─── Source material ───

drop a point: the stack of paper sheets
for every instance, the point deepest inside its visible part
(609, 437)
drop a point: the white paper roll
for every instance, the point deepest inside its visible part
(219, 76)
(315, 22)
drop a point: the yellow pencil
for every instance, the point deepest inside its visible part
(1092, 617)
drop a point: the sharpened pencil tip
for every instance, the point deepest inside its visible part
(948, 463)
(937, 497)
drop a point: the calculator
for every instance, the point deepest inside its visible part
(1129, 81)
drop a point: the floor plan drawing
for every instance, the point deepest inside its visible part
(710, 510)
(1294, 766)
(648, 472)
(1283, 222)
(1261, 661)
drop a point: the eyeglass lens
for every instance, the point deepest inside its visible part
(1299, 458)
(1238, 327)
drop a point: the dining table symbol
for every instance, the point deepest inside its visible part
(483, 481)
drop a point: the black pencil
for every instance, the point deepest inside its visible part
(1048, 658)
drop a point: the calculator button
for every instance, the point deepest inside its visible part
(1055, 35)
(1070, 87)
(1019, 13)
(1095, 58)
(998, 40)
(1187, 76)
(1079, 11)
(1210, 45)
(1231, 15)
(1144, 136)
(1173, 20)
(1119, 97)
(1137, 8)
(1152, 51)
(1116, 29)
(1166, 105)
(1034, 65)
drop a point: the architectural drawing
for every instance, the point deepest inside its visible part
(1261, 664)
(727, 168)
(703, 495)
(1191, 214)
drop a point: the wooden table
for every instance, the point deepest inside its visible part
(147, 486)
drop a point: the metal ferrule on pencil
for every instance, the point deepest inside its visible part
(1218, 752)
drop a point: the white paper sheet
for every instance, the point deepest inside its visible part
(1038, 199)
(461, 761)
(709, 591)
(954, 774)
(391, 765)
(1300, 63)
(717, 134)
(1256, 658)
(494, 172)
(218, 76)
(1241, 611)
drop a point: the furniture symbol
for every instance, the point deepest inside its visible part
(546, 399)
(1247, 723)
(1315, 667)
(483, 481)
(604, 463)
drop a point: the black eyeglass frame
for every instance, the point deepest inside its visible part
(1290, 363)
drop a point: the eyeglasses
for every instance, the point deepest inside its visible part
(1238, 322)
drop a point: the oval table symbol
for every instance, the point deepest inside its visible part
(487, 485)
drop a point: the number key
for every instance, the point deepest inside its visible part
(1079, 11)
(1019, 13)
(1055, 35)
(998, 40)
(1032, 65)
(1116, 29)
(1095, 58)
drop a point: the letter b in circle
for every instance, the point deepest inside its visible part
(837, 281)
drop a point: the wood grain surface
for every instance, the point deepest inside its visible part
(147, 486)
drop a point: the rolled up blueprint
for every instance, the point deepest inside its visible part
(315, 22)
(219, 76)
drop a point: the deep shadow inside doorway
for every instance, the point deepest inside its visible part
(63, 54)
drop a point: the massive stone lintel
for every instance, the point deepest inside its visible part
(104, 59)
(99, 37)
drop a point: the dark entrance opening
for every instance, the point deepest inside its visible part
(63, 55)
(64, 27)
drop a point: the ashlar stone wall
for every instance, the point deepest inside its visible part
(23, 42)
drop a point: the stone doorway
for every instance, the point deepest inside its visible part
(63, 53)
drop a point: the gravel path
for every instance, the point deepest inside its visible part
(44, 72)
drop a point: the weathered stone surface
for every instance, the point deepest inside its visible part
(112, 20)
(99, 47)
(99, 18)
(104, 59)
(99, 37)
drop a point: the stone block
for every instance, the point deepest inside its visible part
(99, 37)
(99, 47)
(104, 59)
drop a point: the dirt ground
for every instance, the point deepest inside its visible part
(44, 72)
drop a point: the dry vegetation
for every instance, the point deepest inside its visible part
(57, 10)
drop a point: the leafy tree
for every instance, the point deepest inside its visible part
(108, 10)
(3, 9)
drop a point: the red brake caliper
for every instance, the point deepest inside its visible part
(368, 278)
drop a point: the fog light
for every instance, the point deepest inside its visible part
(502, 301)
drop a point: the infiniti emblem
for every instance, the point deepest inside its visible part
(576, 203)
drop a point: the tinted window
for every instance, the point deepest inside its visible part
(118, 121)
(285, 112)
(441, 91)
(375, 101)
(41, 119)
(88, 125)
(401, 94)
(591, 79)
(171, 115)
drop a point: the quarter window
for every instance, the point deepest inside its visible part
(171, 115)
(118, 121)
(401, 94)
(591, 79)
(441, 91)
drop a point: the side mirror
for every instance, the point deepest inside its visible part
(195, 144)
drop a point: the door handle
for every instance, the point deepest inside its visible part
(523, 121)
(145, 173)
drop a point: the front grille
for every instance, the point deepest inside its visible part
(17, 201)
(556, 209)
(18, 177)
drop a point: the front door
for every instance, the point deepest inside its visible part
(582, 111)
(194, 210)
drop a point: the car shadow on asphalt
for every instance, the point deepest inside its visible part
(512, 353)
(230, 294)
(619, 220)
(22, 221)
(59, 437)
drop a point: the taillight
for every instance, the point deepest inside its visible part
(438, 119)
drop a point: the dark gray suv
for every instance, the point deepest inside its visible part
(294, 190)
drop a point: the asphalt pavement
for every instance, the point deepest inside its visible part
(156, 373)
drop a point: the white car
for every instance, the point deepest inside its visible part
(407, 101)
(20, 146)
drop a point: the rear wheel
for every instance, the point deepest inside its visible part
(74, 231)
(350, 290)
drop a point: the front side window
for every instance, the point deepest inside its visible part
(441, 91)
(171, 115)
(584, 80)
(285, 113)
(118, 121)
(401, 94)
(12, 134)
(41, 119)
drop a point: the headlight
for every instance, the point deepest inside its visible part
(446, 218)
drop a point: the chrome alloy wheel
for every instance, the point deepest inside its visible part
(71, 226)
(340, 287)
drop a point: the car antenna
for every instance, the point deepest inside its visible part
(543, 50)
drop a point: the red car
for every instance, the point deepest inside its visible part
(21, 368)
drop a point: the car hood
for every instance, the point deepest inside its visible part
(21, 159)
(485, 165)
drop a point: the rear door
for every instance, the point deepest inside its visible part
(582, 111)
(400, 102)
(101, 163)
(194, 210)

───

What is required:
Output the entries above exactly, please, with nothing dropped.

Output for this task:
drop a point: the stack of paper sheets
for every instance, the point deepest inside its visible part
(609, 437)
drop a point: the white paper roll
for every instance, the point deepest inside its visible part
(219, 76)
(315, 22)
drop a point: the yellow pencil
for every instance, the point deepest inside its visible part
(1092, 617)
drop a point: the sharpened pencil tip
for every instance, the point deepest inside its visible part
(948, 463)
(937, 497)
drop a point: the calculator
for every instance, the point deepest inside its visible part
(1129, 81)
drop a point: the floor plan drawing
for every instance, the point deepest inside its visible part
(710, 510)
(1294, 766)
(648, 472)
(1283, 222)
(1261, 661)
drop a point: the eyeglass lens
for every instance, the point deepest inside its visible part
(1299, 458)
(1238, 327)
drop a point: the dining table symbol
for every instance, the point deepest inside its visible part
(483, 481)
drop a point: the black pencil
for every instance, the point deepest inside its visible part
(1048, 658)
drop a point: the calculator button
for every instance, the point deepest inside its visible part
(1055, 35)
(1070, 87)
(1019, 13)
(1095, 58)
(998, 40)
(1187, 76)
(1079, 11)
(1210, 45)
(1231, 15)
(1144, 136)
(1173, 20)
(1119, 97)
(1137, 8)
(1152, 51)
(1116, 29)
(1166, 105)
(1034, 65)
drop a point: the architectural drawing
for every instance, the point deepest inside its visible part
(1261, 664)
(727, 168)
(703, 495)
(1191, 214)
drop a point: the wooden table
for every instance, the point deepest inside its visible part
(147, 486)
drop a point: the metal ferrule on pencil
for every instance, the point deepest inside its visible part
(1218, 752)
drop a point: the white paper sheet
for every instance, the point deepest inside its visible part
(1038, 199)
(461, 761)
(709, 591)
(954, 774)
(391, 765)
(1300, 63)
(717, 134)
(1256, 658)
(494, 172)
(218, 76)
(1241, 611)
drop a point: the furniture symbol
for every instance, the point deepest inside its visible part
(546, 399)
(1247, 723)
(1315, 667)
(483, 481)
(604, 463)
drop a point: the black eyeglass frame
for every instance, the point deepest inside its visible part
(1290, 363)
drop a point: the eyeglasses
for every instance, the point deepest inside its visible part
(1238, 322)
drop a point: the oval table symbol
for every instance, the point deepest inside its visible part
(487, 485)
drop a point: the number key
for every instance, the point deepest inside its visible part
(1079, 11)
(1019, 13)
(1055, 35)
(998, 40)
(1032, 65)
(1116, 29)
(1095, 58)
drop a point: the letter b in circle
for every instance, the point deepest inside its visible part
(837, 281)
drop a point: the wood grain surface
for every instance, the point deepest inside its visible part
(147, 486)
drop a point: the rolled up blueprint
for every instance, the point deepest inside its visible part
(315, 22)
(219, 76)
drop a point: the deep shadow inside doorway
for every instance, the point deepest inside its visible part
(63, 54)
drop a point: the massive stone lintel
for every instance, the point deepest inside its visible part
(104, 59)
(99, 37)
drop a point: the dark entrance opening
for every instance, the point deepest inside its visible part
(63, 55)
(64, 27)
drop a point: the ashlar stone wall
for every instance, the point deepest inside its visible part
(23, 42)
drop a point: the stone doorway
for every instance, the point deepest inside its visible part
(63, 53)
drop a point: the gravel path
for every instance, the point deepest inside its visible part
(44, 72)
drop a point: the weathered stone surface
for every instance, the point deepest inside its visible part
(112, 20)
(99, 47)
(99, 18)
(104, 59)
(99, 37)
drop a point: the stone block
for every instance, the point deepest inside its visible part
(99, 37)
(99, 47)
(104, 59)
drop a point: the dirt ground
for every instance, the point deepest inside its visible part
(44, 72)
drop a point: the dry vegetation
for every instance, the point deepest inside its visible part
(57, 10)
drop a point: the leafy tree
for every instance, the point deepest inside its visible part
(108, 10)
(3, 9)
drop a point: the red brake caliper
for every instance, the point deepest inside its visible part
(368, 278)
drop a point: the fog light
for every instance, the point deepest inside its visible part
(502, 301)
drop a point: the infiniti emblem
for every instance, the point deepest inside its visible part
(576, 203)
drop a point: the tinted window
for every instance, the point deepest inside its visible part
(118, 121)
(285, 112)
(441, 91)
(375, 101)
(41, 119)
(88, 125)
(401, 94)
(591, 79)
(171, 115)
drop a point: the quarter window
for every instance, the point deepest inside its visible part
(171, 115)
(118, 121)
(401, 94)
(591, 79)
(441, 91)
drop a point: the side mirror
for every instance, the point deepest inside its visible part
(195, 144)
drop a point: the door handle
for every instance, the point deepest inside its visible part
(523, 121)
(145, 173)
drop a point: the front grille
for every instance, the point deepest inside its visible part
(17, 201)
(556, 209)
(18, 177)
drop a point: the front door
for every instance, the point deepest inside its visible part
(582, 111)
(194, 210)
drop a point: the car shadow on asphalt
for every instance, the point deepest inside its visible part
(512, 353)
(230, 294)
(619, 220)
(22, 221)
(59, 437)
drop a point: the taillight
for every instance, the point deepest inside its visible part
(438, 119)
drop a point: the dark gray suv
for every instance, the point deepest inside its visible part
(294, 190)
drop a point: the asphalt pavement
for every instance, the point deepest inside its visible part
(156, 373)
drop a point: the white car
for every instance, the point deepest inside its visible part
(407, 101)
(20, 146)
drop a point: the rear wheel
for every instance, the point deepest inside its visible part
(74, 231)
(350, 290)
drop a point: the front side window
for every instance, the point deepest inside its visible part
(441, 91)
(171, 115)
(584, 80)
(285, 113)
(118, 121)
(401, 94)
(12, 134)
(41, 119)
drop a point: the headlight
for every instance, the point deepest inside its visible part
(446, 218)
drop a point: the chrome alloy wheel
for every instance, the point deepest inside its visible part
(71, 226)
(340, 287)
drop a point: the car antenna
for every instance, the point deepest inside its visible part
(543, 50)
drop a point: the red car
for every instance, the point deepest inside its visible part
(21, 368)
drop a point: the car hood
for every instance, the point deepest inside its visible part
(21, 159)
(485, 165)
drop a point: the rear door
for every instance, the point deepest inside its visible part
(582, 111)
(400, 102)
(101, 163)
(194, 210)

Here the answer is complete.